— Supplied passage —
- - - - -

At the IRS, we work to support our nation’s charities in many different ways. In my organization, we oversee the tax-exempt groups that do vital work for our nation. And many of us who work for the IRS use our free time to volunteer and contribute in countless ways to charitable organizations and churches across the country.
This year, there’s an additional component at play with so many people, businesses and organizations struggling due to COVID-19. Many people may not realize it, but there’s a special tax deduction available for them through Dec. 31, 2020 for cash donations up to $300 to qualifying charities.
As we enter the season of giving, I encourage people to take a few minutes to understand this new change. This could help taxpayers when they file their taxes in 2021 – and help many organizations across the country as they try to help people coping with the coronavirus. Many charities are struggling this year, and donations for many are down.
The Coronavirus Aid, Relief and Economic Security (CARES) Act, enacted by Congress last spring, includes several temporary tax changes helping charities. This includes a special $300 deduction designed especially for people who choose to take the standard deduction, rather than itemizing their deductions.
What does this mean for the average taxpayer? Nearly nine in 10 taxpayers now take the standard deduction and could potentially qualify for this new tax deduction. Our most recent figures from 2018 show more than 134 million taxpayers claimed the standard deduction, representing more than 87% of all filers.
So if someone makes a cash donation to a qualifying charity before the end of 2020, they can get a deduction of up to $300. This will be easy to report when they fill out their Form 1040 in 2021, especially if they file electronically.
The deduction lowers both adjusted gross income and taxable income – translating into tax savings for those making donations to qualifying tax-exempt organizations.
This could help taxpayers when they file their taxes in 2021 – and help many organizations across the country as they try to help people coping with the coronavirus. Many charities are struggling this year, and donations for many are down.
Here’s an important step to remember: Before making a donation, use the special Tax Exempt Organization Search (TEOS) tool on IRS.gov, developed by my organization, the IRS's Tax Exempt and Government Entities division, to make sure an organization is eligible for tax-deductible donations.
All too often, we see fly-by-night organizations pop up trying to take advantage of natural disasters and people’s good will in the name of charity, when in reality they don’t have tax-exempt status. This can damage the reputation of noble charitable organizations and undermine confidence in charitable giving at the very time where generosity and help are most needed. So, before making a donation, we encourage everyone to take a moment and use the TEOS tool to make sure the charity is legitimate. We have more information available in Publication 526, Charitable Contributions, and on the TEOS site.
Here are a couple of other important reminders:
· Taxpayers: Keep good records when you donate. Under the law, special recordkeeping rules apply to any taxpayer claiming a deduction for a charitable contribution. This is an easy step to take; usually, it means simply getting a receipt or acknowledgment letter from the charity before filing your tax return and retaining a cancelled check or credit card receipt.
· Charities: Don’t forget to file your Form 990. By law, most tax-exempt organizations other than churches and certain church-related organizations are required to file with the IRS. We frequently see instances where smaller – but well-meaning – groups overlook filing for three consecutive years. When that happens, the IRS is required to automatically revoke their tax-exempt status. We urge these groups – which sometimes can see frequent leadership turnover – to not overlook the requirement to file a tax return. We have a wealth of information available to help.
· Other CARES Act provisions: The new law created other temporary provisions designed to help charities. These include higher charitable contribution limits for corporations, individuals who itemize their deductions and businesses that give food inventory to food banks and other eligible charities. For more information about these and other COVID-19 provisions, visit IRS.gov/coronavirus.
As the difficult year of 2020 comes to a close, there is still time to make a difference in many different ways. We want you to know that one of those can be helping a charitable group, and at the same time helping your tax situation when you file in 2021.
All of us at the IRS have worked as hard as possible to make a difference for people during this challenging year – both at work and in our communities across the nation. Personally, I take great pride in both our people and the work that we do on behalf of America’s taxpayers to maintain the integrity of the tax-exempt sector. And as 2021 begins, we will continue these efforts to help in both the tax-exempt arena and other areas.

- - - - -

Please reproduce the part of the IRS passage on charitable giving between "What does this" and "of all filers.", inclusive. The rows play no part in this.

— Data extracts —
- - - - -

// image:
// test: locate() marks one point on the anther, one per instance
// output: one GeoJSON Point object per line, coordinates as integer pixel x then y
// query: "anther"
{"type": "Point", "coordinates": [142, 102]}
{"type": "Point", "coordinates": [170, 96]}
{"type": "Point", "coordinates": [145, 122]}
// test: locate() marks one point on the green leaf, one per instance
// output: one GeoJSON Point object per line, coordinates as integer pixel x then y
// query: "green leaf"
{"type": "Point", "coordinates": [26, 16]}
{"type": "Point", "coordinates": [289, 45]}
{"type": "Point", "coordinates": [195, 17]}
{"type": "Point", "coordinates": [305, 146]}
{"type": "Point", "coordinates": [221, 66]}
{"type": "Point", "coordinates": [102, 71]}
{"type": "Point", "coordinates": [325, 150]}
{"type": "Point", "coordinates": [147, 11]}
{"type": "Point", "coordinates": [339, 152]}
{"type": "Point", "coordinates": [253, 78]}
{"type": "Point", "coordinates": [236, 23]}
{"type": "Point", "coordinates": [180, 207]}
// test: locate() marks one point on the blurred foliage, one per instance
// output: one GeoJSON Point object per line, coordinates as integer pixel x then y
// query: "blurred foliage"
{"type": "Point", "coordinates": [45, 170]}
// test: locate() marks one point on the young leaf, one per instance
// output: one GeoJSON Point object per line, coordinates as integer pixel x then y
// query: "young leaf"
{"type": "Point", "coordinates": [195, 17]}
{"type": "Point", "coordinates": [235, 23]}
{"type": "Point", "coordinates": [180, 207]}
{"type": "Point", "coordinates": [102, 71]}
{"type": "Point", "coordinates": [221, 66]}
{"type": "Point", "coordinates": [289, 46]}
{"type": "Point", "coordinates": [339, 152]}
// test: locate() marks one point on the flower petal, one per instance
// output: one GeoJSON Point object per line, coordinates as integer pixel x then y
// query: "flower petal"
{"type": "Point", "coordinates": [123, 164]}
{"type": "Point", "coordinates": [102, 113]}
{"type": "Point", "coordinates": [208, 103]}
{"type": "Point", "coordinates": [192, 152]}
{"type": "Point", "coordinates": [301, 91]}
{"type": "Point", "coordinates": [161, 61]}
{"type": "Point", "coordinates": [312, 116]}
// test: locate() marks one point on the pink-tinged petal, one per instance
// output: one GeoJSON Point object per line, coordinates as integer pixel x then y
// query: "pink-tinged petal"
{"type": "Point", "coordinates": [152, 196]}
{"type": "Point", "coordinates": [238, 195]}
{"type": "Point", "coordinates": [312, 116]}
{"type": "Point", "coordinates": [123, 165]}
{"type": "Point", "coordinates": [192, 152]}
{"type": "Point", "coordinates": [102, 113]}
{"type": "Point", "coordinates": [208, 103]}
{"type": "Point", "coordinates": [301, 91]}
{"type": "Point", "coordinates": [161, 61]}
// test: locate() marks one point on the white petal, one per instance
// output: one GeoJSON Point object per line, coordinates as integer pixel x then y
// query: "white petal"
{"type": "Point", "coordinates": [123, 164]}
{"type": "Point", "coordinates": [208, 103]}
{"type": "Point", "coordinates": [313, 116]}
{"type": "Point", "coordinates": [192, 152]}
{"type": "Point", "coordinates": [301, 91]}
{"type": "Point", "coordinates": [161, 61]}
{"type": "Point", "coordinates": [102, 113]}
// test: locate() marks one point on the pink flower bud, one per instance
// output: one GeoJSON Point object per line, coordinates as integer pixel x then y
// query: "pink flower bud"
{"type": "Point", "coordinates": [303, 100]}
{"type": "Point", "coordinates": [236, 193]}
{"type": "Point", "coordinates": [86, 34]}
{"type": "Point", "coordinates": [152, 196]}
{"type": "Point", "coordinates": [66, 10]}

- - - - -

— Completed exercise —
What does this mean for the average taxpayer? Nearly nine in 10 taxpayers now take the standard deduction and could potentially qualify for this new tax deduction. Our most recent figures from 2018 show more than 134 million taxpayers claimed the standard deduction, representing more than 87% of all filers.